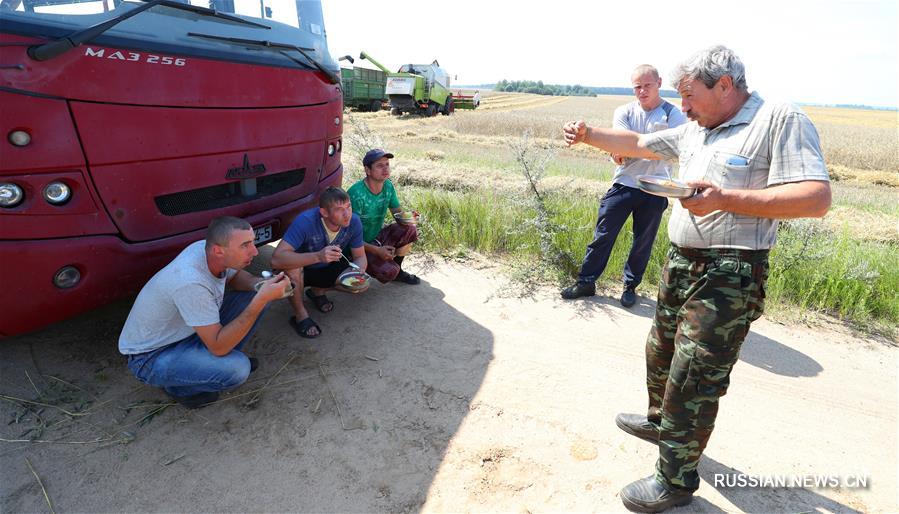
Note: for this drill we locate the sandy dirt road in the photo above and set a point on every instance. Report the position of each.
(442, 397)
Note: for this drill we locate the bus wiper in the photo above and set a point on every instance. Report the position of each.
(273, 44)
(62, 45)
(206, 11)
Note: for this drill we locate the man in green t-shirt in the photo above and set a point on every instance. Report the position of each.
(385, 245)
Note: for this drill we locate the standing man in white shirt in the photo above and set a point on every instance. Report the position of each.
(648, 113)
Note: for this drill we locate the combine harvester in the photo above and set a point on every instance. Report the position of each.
(417, 88)
(463, 101)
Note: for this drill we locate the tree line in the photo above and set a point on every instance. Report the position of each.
(539, 88)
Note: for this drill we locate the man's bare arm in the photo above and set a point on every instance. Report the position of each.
(615, 141)
(222, 339)
(286, 257)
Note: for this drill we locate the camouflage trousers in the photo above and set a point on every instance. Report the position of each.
(707, 300)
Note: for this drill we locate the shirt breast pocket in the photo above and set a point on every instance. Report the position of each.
(733, 171)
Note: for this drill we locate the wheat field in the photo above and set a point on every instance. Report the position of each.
(471, 147)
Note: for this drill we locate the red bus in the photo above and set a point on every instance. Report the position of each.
(128, 125)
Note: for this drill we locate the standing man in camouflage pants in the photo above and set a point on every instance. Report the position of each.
(753, 163)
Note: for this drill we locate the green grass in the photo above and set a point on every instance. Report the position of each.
(810, 268)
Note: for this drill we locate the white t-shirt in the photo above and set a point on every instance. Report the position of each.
(632, 117)
(182, 295)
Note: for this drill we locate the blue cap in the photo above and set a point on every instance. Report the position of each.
(374, 155)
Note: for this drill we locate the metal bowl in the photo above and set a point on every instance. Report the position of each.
(406, 217)
(287, 293)
(354, 280)
(667, 187)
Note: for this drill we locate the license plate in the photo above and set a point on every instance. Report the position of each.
(263, 235)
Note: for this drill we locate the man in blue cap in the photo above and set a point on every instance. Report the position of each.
(385, 245)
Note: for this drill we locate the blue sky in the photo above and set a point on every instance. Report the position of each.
(829, 51)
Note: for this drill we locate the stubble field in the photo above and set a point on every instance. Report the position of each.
(465, 173)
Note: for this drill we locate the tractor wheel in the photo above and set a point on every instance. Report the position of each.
(449, 106)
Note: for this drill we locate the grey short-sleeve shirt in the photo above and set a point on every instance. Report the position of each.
(764, 144)
(182, 295)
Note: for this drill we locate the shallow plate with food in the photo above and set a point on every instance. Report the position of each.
(354, 280)
(406, 217)
(667, 187)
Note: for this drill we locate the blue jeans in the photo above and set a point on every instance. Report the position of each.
(617, 204)
(187, 367)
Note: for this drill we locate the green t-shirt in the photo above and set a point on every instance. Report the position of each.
(372, 208)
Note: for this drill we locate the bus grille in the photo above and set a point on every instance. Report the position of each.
(226, 195)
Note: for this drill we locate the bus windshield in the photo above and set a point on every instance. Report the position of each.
(162, 28)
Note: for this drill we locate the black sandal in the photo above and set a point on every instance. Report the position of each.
(320, 301)
(302, 328)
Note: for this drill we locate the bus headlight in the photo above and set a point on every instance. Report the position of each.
(19, 138)
(67, 277)
(10, 194)
(57, 193)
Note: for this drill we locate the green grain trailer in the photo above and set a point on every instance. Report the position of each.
(363, 89)
(417, 88)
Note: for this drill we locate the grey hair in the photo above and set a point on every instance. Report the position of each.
(709, 65)
(219, 231)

■ ■ ■ ■ ■

*WRITTEN INSTRUCTION*
Without the pictures, reproduce every line of the records above exactly.

*ANSWER FOR THE TASK*
Note: for this drill we locate the sandy dirt road in the photo above and set a point on every instance. Report the position of each.
(442, 397)
Note: for this drill we locate the bus wiper in the photo above and set a point on every instance. Report the position of each.
(273, 44)
(62, 45)
(206, 11)
Note: for this drill we locate the man in green t-shirt in the photo above and set a point on every instance. Report the position of each.
(385, 245)
Note: for this drill we locate the standing man in white shirt in the photo above and set a point on every instance. Report the position of each.
(648, 113)
Note: for this drill we locate the combine harvester in the photo above and set a point on every instance. Report the position of each.
(417, 88)
(463, 101)
Note: for this drill we locate the tree line in the photo above and set a point on every instance. Report the position of each.
(539, 88)
Note: for this drill we locate the man's bare arm in the photo above and set a point on every instance. Report the position of each.
(615, 141)
(222, 339)
(286, 257)
Note: for this drill we locate the camouflage trousers in the photo above and set a point on every instance. Report the position of each.
(707, 300)
Note: for this drill we locate the shirt breast pocket in the photo above and set a point on every instance. Report the position of each.
(733, 171)
Note: for this drill we locate the wheat field in the photo above and set a point on every instance. Report the position of each.
(471, 147)
Note: for this drill we locate the red bus in the photo above and set a point on every instance. Report the position of each.
(128, 125)
Note: for this drill we locate the standing man in camouflage pants in the photo above and set a point on every instance. Report the position of each.
(753, 163)
Note: for this drill we locate the green grass in the photo above and set a point on every instance. Report the position of each.
(810, 268)
Note: for this drill we locate the white t-shirt in the photo above and set a point on every instance. Report the position of each.
(632, 117)
(182, 295)
Note: for this drill we locate the blue cap in the photo above and set a point on every instance. Report the position of each.
(374, 155)
Note: for this drill we locate the metal bowl in the photo above and set a point on every instance. Report the position of each.
(406, 217)
(287, 293)
(354, 280)
(667, 187)
Note: for this drill we locate the license plate in the photo above and set a point on every instance. Report the position of each.
(263, 235)
Note: for this drill we locate the man in blue cap in the photo above and set a point on every instance. Report the position of each.
(385, 245)
Note: for this drill we locate the blue sky in the photo above and set a point on every instance. Report the position of each.
(829, 51)
Note: for this drill we locate the stubble field in the photo above and set a point on every instance. Report the position of each.
(465, 173)
Note: for this drill we locate the tractor wheel in the photo above and set a point on every instance. Report the position of each.
(449, 106)
Note: for this drill we locate the grey short-sleeve shirt in the photo above and set a point on every instance. Report the position of each.
(764, 144)
(182, 295)
Note: for this drill we locate the shallow plate with food in the photo above and set a point on every instance. Report the position of each.
(354, 280)
(406, 217)
(667, 187)
Note: for this drill we locate the blue jeans in the photo above and set a point on every instance. Report the position of each.
(617, 204)
(187, 367)
Note: for this drill we locate the green t-shirt in the photo above and set a point on every instance. Report the position of each.
(372, 208)
Note: for this drill we locate the bus grille in the photo above and set a point on every instance. Report the position of each.
(226, 195)
Note: for this drill we locate the bus windshield in the photo above and set a point on every instance. Report the position of each.
(162, 28)
Note: for this drill we locate the black sandal in the photo above and set a point on every instance. Report the position of each.
(320, 301)
(302, 328)
Note: for this drill we locate the bus headlight in the photo above and set a point on every instance. Report the position of each.
(19, 138)
(67, 277)
(10, 194)
(57, 193)
Note: for this drill we locate the green grain trailer in the photo above and set a point on every instance. Report the position of each.
(363, 89)
(417, 88)
Note: for this drill we locate the grey hair in the photo above and set a point on every instance. Report the position of each.
(709, 65)
(219, 231)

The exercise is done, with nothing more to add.